__Supplied text__.
<<<<

To validate this impedimetric WBC analysis, we initially show representative signals Z for a lysis-negative control (PBS instead of water) in Fig. 3b. To avoid signal saturation, in this case only we dilute the whole blood by 2,000×. The numerous RBC yield a readily apparent population in the scatterplot. The tail with constant membrane-sensitive signal of ~1.5 is due to coincident detection of RBC, which cannot be avoided in spite of dilution. We note that the true number of RBC is expected to significantly exceed the population captured here due to only certain geometric orientations of the discoid cells yielding a large enough signal to pass our filter algorithm. The second feature of note is the small (~250) but distinct population with membrane-sensitive signals of 1 or lower, corresponding to the – in this sample rare – WBC, which cannot be further differentiated.

In Fig. 3c we proceed to demonstrate the true concurrent cellular/molecular sensing capabilities in our integrated microsystem, showing data corresponding to downstream analysis of one of the undiluted whole blood samples in Fig. 3a. With osmotic lysis, the scatterplot now reveals at least three distinct populations. The overall pattern here agrees well with that observed in previous studies with reagent-based lysis [6]. The membrane-sensitive signals > 1 can be attributed to debris from lysis as well as to a small number of surviving (swollen) RBC. This is supported by comparison with (b) and the slight positive shift in size-sensitive signals. At membrane-sensitive signals < 1, two WBC populations can now be identified: lymphocytes (~40%), only slightly larger than RBC and thus with similar size-sensitive signals; and the much larger granulocytes (~50%). The ratios here match expectations, particularly considering that we obtained the samples from a blood bank (rather than fresh), falling well within the respective reference ranges of 16–48% and 39–81% [19]. A positive shift in size-sensitive signals of the WBC populations with respect to (b) is again indicative of swelling on pure water exposure, which may aid differentiation between sub-populations. The WBC populations also exhibit a negative shift in membrane-sensitive signals compared to (b). This can be attributed to the change in solution conductivity due to osmotic lysis, to which the membrane-sensitive signals are more responsive.

>>>>

__Assignment A__.
In the passage on impedimetric white blood cell analysis, by what factor is the whole blood diluted for the lysis-negative control?
__Assignment B__.
Write the next portion of the passage on impedimetric white blood cell analysis, following on from its final sentence.

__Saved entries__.
<<<<

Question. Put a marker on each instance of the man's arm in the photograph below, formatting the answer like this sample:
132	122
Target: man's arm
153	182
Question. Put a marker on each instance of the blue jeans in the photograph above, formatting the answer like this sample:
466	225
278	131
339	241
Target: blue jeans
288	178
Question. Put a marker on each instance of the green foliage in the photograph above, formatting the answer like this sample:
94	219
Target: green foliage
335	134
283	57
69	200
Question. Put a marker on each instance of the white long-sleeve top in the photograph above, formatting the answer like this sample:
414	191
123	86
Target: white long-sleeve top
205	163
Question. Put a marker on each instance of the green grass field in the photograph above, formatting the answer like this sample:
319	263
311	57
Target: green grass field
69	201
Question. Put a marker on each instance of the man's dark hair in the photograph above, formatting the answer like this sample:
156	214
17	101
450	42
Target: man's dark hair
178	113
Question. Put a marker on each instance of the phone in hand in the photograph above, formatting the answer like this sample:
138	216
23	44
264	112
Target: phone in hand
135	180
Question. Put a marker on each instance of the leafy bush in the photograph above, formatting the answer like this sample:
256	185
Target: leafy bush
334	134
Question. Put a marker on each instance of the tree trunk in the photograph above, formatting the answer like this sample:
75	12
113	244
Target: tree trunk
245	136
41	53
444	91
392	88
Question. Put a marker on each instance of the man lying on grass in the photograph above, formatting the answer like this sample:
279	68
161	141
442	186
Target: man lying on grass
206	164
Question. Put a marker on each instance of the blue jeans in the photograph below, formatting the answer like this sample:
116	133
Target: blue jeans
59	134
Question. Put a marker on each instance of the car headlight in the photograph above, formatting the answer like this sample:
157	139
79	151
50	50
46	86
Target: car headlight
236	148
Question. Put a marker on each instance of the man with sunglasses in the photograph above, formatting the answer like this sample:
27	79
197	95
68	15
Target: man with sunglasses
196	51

>>>>

__Output A__.
It is diluted 2,000×.

__Output B__.
V. CONCLUSION

We explored microsystems integration aspects for concurrent cellular and molecular sensing both in parallel and in series. We investigated plasma skimming as the critical component for parallel integration and found that long-term operation is infeasible with undiluted human blood. Toward series integration, we demonstrated for the first time the detection of clozapine directly in whole blood. We found that sensitivity is largely conserved compared to macro-scale serum studies, though future component optimization regarding particularly the detection limit is called for. Based on the evaluation of these critical components, we chose the series design for our fully integrated microdevice. In this, we further demonstrated downstream impedance cytometry for white blood cell analysis in the same blood sample. We thus showcased the first lab-on-a-chip concept for label- and reagent-free concurrent cellular and molecular analysis. Our integrated system represents an important step toward point-of-care monitoring for clozapine treatment in particular. More broadly, our systems integration study and the resulting device serve as a blueprint for other applications requiring analysis of targets spanning molecular to cellular size scales.

Acknowledgments

The authors are grateful to Hadar Ben-Yoav for useful discussions. We further thank the National Institutes of Health (Grant R56-MH105571) and the Robert W. Deutsch Foundation for financial support. The authors also appreciate the support of the Maryland NanoCenter and its FabLab.